- **Task input**:
◆ ◆ ◆ ◆ ◆ ◆ ◆
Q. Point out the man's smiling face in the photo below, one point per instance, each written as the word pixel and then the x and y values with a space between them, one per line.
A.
◆ ◆ ◆ ◆ ◆ ◆ ◆
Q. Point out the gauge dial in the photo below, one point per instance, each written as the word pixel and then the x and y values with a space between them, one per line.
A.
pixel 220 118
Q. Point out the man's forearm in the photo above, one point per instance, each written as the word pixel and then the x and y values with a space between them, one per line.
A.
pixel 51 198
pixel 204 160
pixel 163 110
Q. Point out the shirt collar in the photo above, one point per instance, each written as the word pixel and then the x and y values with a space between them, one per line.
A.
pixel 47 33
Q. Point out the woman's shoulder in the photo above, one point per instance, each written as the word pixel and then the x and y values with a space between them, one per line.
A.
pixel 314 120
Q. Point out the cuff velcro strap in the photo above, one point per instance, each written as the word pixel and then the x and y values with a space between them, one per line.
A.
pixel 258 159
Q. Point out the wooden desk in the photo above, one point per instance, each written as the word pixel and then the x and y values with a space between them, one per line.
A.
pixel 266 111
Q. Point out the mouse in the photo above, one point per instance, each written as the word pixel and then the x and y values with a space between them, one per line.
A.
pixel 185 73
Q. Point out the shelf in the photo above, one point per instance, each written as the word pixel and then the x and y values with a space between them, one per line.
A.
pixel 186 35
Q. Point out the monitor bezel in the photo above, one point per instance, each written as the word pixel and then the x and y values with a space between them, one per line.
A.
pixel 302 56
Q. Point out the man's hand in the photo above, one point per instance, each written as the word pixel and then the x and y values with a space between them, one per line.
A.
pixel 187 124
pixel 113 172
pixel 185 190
◆ ◆ ◆ ◆ ◆ ◆ ◆
- **Problem details**:
Note how many lines in the listing above hold the string "below", then give only that figure.

- **Expected answer**:
2